With greater reliance on provincial development counsels — which are run by provincial governors and involve other local leaders — to identify and propose development projects, local inclusion has lately become a key strength of U.S.-led PRTs. Yet problems remain within the Kafkaesque fidelities of 21st century Afghanistan.
In an October 2007 column, The New York Times’ Roger Cohen told this tale of a PRT command approaching a village to speak with local leaders:
Seven armored U.S. Humvees form a “perimeter” on the edge of the village and newly trained members of the still dubious Afghan police are dispatched to bring out village elders … The following information is elicited: There are 300 families using 25 wells. Their irrigation ditches get washed away in winter. A small bridge keeps collapsing. They send their children to a school in nearby Shajoy, but it’s often closed because of Taliban threats to teachers. Sergeant Villalta takes notes. “We’ll share this information with the governor, and make sure something is done.”
“No! No!” says Sardar Mohammed, stepping forward. “We don’t trust the governor. If he gets food, he gives it to 10 families. He puts money in his pocket. We trust you more than him. Bring aid directly to us.’
Is this local being honest or speaking on behalf of a Taliban backer? For Sgt. Villalta, it hardly matters. PRT commanders have been instructed to trust the governors, who run the provincial counsels and thus hold the reins of development.
Of late, projects have shifted toward the objectives of USAID and other international donors: sustainability and capacity building. Maj. Gen. Gerry Robison, who commands the Afghanistan PRTs under NATO’s International Security Assistance Force umbrella, explained the shift.
“Our PRTs are now ensuring that all of their reconstruction project work is in line with sector strategies…and that infrastructure or capability that is delivered can be subsequently supported and financed by the Afghan ministries,” he said at a November press conference in Kabul.

○ ○ ○ ○ ○

Problem set
1 > Rewrite the stretch of the passage on Afghanistan's reconstruction teams from "With greater reliance" through "21st century Afghanistan.", replacing "local inclusion" with "community participation".
2 > Answer these questions from the passage on Afghanistan's reconstruction teams:
(a) How many families and how many wells does the village have?
(b) In which nearby place do the village's children attend school?
(c) Who commands the Afghanistan PRTs under NATO's International Security Assistance Force umbrella?
3 > Continue the passage on Afghanistan's reconstruction teams from the point where it stops.

○ ○ ○ ○ ○

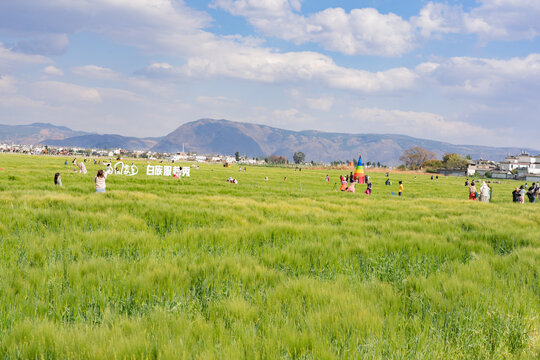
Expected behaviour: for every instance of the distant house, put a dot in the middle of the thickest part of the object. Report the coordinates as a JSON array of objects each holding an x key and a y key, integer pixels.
[
  {"x": 524, "y": 162},
  {"x": 501, "y": 174},
  {"x": 480, "y": 167},
  {"x": 452, "y": 172}
]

○ ○ ○ ○ ○

Your responses
1 >
With greater reliance on provincial development counsels — which are run by provincial governors and involve other local leaders — to identify and propose development projects, community participation has lately become a key strength of U.S.-led PRTs. Yet problems remain within the Kafkaesque fidelities of 21st century Afghanistan.

2 >
(a) 300 families and 25 wells.
(b) Shajoy.
(c) Maj. Gen. Gerry Robison.

3 >
Indeed, projects involve locals whenever possible.
“PRTs hire local contractors to implement the projects,” said Fipps.
As a result, he added, PRTs were “very popular,” and “provinces that shared a PRT wanted their own.”
Where to go from here
Since mid-2007, the U.S. government has moved to strengthen the coordination of civilian and military reconstruction efforts, via the creation of the Office of Reconstruction and Stabilization within the State Department, widespread calls for expanding USAID, and a recent proposal – from legislators and President Bush – for the establishment of a civilian reserve corps to work with the U.S. military in post-conflict reconstruction. But meaningful progress has been scant.
For now, the U.S. Department of Defense must continue to shoulder the burden, something it has not done since its soldier-workers left Germany and Japan. More than five decades later, its troops find themselves in Afghanistan, spearheading efforts integral to the future of the Afghan people, to regional peace, and to building bridges between Islam and the West. Imperfect as the teams may be, the U.S. military has little choice: Aid workers are generally unable to venture into the most dangerous regions of Afghanistan. Still, PRT criticism has begun to give way to more upbeat assessments.
Through last summer, USAID had funded 496 PRT quick projects resulting in the construction and rehabilitation of 400 schools, 600 wells and 170 clinics. Robison, the Afghanistan PRT commander, ticked off a list of accomplishments: The Baghlan PRT built a flood prevention wall next to an ongoing school construction; the Kandahar PRT replaced a poppy field with a pomegranate nursery; and a PRT in Badghis province recently completed a new provincial hospital at a cost of $2.9 million. (None of the PRTs the general cited are U.S.-led; they are Hungarian, Canadian, and Spanish, respectively.)
The U.S. military remains high on its new tool.
“This seems to be the flavor of the month,” said Perito, adding that in time, PRTs will find their niches and refine best practices. “There will be more.”
Robison said all Afghanis wanted a PRT of their own.
“But over time,” he added, “success will be measured by the fact that actually we can phase our PRTs out.”
In the meantime, the PRT program is in the process of expanding to all 34 Afghan provinces.